Data to process START
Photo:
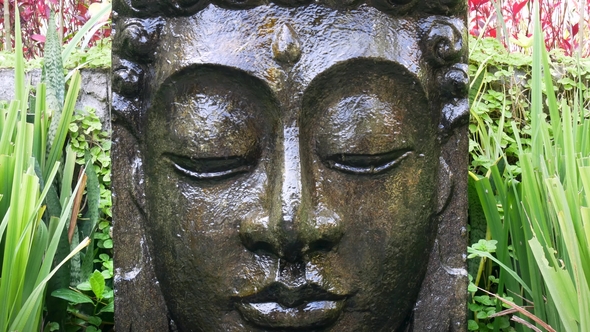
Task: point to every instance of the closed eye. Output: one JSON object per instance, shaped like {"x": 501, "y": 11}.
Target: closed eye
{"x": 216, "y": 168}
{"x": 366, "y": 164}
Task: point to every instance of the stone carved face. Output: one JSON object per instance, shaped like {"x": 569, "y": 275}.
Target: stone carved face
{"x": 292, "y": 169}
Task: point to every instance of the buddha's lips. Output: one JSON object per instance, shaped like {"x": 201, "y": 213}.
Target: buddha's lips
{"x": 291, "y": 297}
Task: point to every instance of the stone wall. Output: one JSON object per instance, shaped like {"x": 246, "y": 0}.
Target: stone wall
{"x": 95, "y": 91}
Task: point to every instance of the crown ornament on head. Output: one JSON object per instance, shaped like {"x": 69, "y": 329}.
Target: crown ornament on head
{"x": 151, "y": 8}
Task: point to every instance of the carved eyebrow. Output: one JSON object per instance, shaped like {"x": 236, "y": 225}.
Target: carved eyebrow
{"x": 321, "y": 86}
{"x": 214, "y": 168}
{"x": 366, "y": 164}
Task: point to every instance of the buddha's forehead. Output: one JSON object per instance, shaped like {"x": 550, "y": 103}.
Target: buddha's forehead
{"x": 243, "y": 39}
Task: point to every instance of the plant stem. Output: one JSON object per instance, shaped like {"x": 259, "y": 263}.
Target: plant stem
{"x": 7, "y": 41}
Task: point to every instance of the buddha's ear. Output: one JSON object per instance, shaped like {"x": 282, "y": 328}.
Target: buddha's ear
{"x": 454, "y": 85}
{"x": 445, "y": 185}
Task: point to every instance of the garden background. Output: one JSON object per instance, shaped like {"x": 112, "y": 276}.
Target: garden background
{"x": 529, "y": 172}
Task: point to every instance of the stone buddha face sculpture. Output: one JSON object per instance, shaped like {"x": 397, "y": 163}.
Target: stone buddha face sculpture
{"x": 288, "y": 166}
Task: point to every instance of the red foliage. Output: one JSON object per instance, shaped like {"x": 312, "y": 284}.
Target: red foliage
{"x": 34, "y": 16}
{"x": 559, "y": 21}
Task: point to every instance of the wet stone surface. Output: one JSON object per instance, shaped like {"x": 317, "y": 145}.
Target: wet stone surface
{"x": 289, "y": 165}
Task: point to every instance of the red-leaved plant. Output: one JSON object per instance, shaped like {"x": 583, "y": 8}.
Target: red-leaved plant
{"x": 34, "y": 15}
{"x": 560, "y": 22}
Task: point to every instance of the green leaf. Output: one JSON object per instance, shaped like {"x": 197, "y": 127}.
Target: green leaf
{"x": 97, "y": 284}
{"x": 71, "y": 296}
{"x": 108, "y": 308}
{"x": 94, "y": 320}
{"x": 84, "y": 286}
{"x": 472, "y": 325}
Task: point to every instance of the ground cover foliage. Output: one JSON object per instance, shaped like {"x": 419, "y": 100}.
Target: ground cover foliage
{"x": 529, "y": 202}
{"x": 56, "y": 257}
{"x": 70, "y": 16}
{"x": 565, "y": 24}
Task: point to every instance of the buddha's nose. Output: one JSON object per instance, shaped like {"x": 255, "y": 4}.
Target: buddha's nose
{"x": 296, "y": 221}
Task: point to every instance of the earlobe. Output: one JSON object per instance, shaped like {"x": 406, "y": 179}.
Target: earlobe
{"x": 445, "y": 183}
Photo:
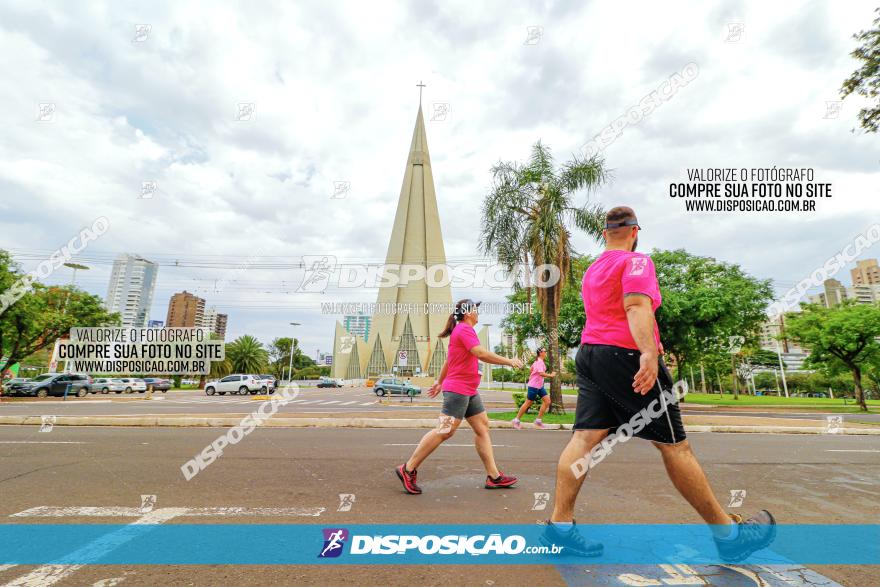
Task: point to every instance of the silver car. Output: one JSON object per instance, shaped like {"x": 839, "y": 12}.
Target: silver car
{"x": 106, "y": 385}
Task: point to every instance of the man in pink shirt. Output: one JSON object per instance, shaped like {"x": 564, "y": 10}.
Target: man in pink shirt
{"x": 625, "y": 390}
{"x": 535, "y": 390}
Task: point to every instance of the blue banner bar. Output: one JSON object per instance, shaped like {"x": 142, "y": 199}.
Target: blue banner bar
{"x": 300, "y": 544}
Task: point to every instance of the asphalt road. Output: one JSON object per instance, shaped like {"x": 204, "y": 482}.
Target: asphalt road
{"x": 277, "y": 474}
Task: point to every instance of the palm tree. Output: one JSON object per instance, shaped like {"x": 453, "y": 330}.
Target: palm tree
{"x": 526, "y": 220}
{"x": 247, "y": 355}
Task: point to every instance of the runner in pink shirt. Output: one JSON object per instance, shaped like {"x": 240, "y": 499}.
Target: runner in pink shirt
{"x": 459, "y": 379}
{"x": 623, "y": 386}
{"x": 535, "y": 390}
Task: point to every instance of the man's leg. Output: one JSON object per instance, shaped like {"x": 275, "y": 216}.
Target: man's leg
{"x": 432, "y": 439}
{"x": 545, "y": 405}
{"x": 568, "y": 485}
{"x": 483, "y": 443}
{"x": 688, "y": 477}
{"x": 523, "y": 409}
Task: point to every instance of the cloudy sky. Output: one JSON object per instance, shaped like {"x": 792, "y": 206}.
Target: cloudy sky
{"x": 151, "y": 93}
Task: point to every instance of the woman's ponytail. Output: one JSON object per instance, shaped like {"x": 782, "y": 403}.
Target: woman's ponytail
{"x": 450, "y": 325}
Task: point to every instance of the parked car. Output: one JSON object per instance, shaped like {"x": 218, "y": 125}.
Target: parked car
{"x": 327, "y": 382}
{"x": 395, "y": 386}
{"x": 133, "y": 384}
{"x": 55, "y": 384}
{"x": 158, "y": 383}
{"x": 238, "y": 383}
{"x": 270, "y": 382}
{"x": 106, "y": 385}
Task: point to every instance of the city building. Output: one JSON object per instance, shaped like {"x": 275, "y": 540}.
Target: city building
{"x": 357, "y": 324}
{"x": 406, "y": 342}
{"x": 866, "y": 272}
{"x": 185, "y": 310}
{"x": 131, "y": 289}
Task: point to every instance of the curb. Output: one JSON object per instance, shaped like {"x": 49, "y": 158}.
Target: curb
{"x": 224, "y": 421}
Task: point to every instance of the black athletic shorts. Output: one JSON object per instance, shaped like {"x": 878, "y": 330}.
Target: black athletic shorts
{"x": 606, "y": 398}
Data to process END
### Try it:
What's needed is every line above, retyped exactly and free of pictures.

### Task result:
Photo:
Task: point to every instance of the closed eye. Output: one JSON object per instance, shaped like {"x": 501, "y": 11}.
Target: closed eye
{"x": 216, "y": 168}
{"x": 366, "y": 164}
Task: point to every instance of the stone carved face. Output: one JSON object per instance, shaped like {"x": 569, "y": 275}.
Target: stone carved face
{"x": 292, "y": 169}
Task: point to every instance of the buddha's lips. Output: one JSON object per instance, shaped like {"x": 201, "y": 213}.
Target: buddha's lips
{"x": 291, "y": 297}
Task: point to every instance of the stone wall. Output: one JSON object per instance, shaped like {"x": 246, "y": 0}.
Target: stone wall
{"x": 95, "y": 91}
Task: point to every instance of the crown ornament on head. Output: one JSON object per instance, shaped like {"x": 69, "y": 329}.
Target: crown ornament on head
{"x": 151, "y": 8}
Task: point to every instance of the carved eyebrow. Output: one JSON object per instance, shaped like {"x": 236, "y": 225}.
Target: carved eyebrow
{"x": 321, "y": 86}
{"x": 214, "y": 168}
{"x": 366, "y": 164}
Task: point to every instance of the buddha's forehead. Output: one JSON object per instance, shaped like {"x": 550, "y": 103}.
Target: buddha's forehead
{"x": 243, "y": 39}
Task: point to every instance of the plant stem. Output: one JSON object per instance, shaped like {"x": 259, "y": 263}.
Target: plant stem
{"x": 7, "y": 41}
Task: point to every instance of the buddha's ear. Output: one JSON object per instance, shaped like {"x": 282, "y": 328}.
Target: buddha's ear
{"x": 454, "y": 85}
{"x": 445, "y": 185}
Task: point to every instance of the garden background. Output: one JSON object per instance, shaped like {"x": 112, "y": 276}.
Target: garden background
{"x": 529, "y": 172}
Task: point to every instance of the stone buddha face sculpture. Output: one JSON object per instance, shaped like {"x": 397, "y": 163}.
Target: stone buddha face sculpture
{"x": 288, "y": 166}
Task: point to every instance of the red foliage. Output: one JSON object per instance, shaped like {"x": 312, "y": 284}.
Target: red foliage
{"x": 34, "y": 16}
{"x": 559, "y": 21}
Task: point to every instance of the wet stone surface. Output: one JSON object per instance, shaped like {"x": 317, "y": 145}.
Target: wet stone surface
{"x": 289, "y": 165}
Task: point to every instance of the red-leaved plant. Output: one JSON object per instance, shaped like {"x": 583, "y": 8}.
Target: red-leaved plant
{"x": 34, "y": 15}
{"x": 560, "y": 22}
Task: point to every instance of the green leaf. Output: one JSON object per instance, shaped like {"x": 197, "y": 127}.
Target: green leaf
{"x": 97, "y": 284}
{"x": 71, "y": 296}
{"x": 108, "y": 308}
{"x": 94, "y": 320}
{"x": 84, "y": 286}
{"x": 472, "y": 325}
Task: point to every instance of the ground cover foliage. Output: one JSON object per instance, shaped like {"x": 419, "y": 100}.
Target: ground cover foliage
{"x": 529, "y": 202}
{"x": 56, "y": 257}
{"x": 70, "y": 16}
{"x": 565, "y": 24}
Task: point to every instance of the buddha's nose. Output: one JSON object per instance, shaped like {"x": 255, "y": 4}.
Target: buddha's nose
{"x": 296, "y": 221}
Task: point to every instance of the earlobe. Output: one JSON object per instance, shaped like {"x": 406, "y": 179}.
Target: earlobe
{"x": 445, "y": 183}
Photo:
Task: point to every instance of the silver car. Output: one JSON object per instance, shaped like {"x": 839, "y": 12}.
Target: silver car
{"x": 106, "y": 385}
Task: point to every instance of the man in pink shirt. Output: one JSON object per instance, shaped like {"x": 564, "y": 10}.
Target: man in pink shirt
{"x": 625, "y": 390}
{"x": 535, "y": 390}
Task: point to every instance of the blue banner bar. Output: one JSON object per instance, shaped like {"x": 142, "y": 199}.
Target: blue banner bar
{"x": 300, "y": 544}
Task: point to every instance of the asphalt road. Output: one JSON object per instance, shaped like {"x": 204, "y": 482}.
Target: asphalt road
{"x": 277, "y": 474}
Task: point to every instance of the palm tree. Output: one JSON object per instance, shaped like {"x": 453, "y": 330}.
Target: palm tree
{"x": 526, "y": 220}
{"x": 247, "y": 355}
Task: point to every instance of the runner in pink shirt. Output: one JSON object per instance, shaped like {"x": 240, "y": 499}.
Target: runner in pink shirt
{"x": 459, "y": 379}
{"x": 623, "y": 386}
{"x": 535, "y": 390}
Task: point to every instance of the man's leg. Output: one JSON object per instance, shaped like {"x": 275, "y": 216}.
Target: man's leg
{"x": 432, "y": 439}
{"x": 545, "y": 405}
{"x": 568, "y": 485}
{"x": 483, "y": 443}
{"x": 688, "y": 477}
{"x": 523, "y": 409}
Task: point to every instance of the cloudy sky. Output: one JSON object per instance, shaped like {"x": 792, "y": 206}.
Target: cloudy sky
{"x": 151, "y": 93}
Task: point to every instance of the woman's ponytail. Output: one JSON object per instance, shaped like {"x": 782, "y": 403}.
Target: woman's ponytail
{"x": 450, "y": 325}
Task: point to every instance of the parked car. Output: one JSON object per instance, shaped like {"x": 218, "y": 125}.
Target: parked car
{"x": 327, "y": 382}
{"x": 395, "y": 386}
{"x": 133, "y": 384}
{"x": 55, "y": 384}
{"x": 158, "y": 383}
{"x": 238, "y": 383}
{"x": 270, "y": 382}
{"x": 106, "y": 385}
Task: point to every instance of the city building. Output: one JSON object per instance, shaped like {"x": 275, "y": 540}.
Target: city building
{"x": 357, "y": 324}
{"x": 406, "y": 342}
{"x": 866, "y": 272}
{"x": 185, "y": 310}
{"x": 131, "y": 289}
Task: point to every instance of the curb. Output: one JSON object per instance, shaped like {"x": 49, "y": 158}.
Target: curb
{"x": 224, "y": 421}
Task: point to every instance of the black athletic shorts. Output: one JSON object per instance, shaped like {"x": 878, "y": 330}.
Target: black athletic shorts
{"x": 606, "y": 398}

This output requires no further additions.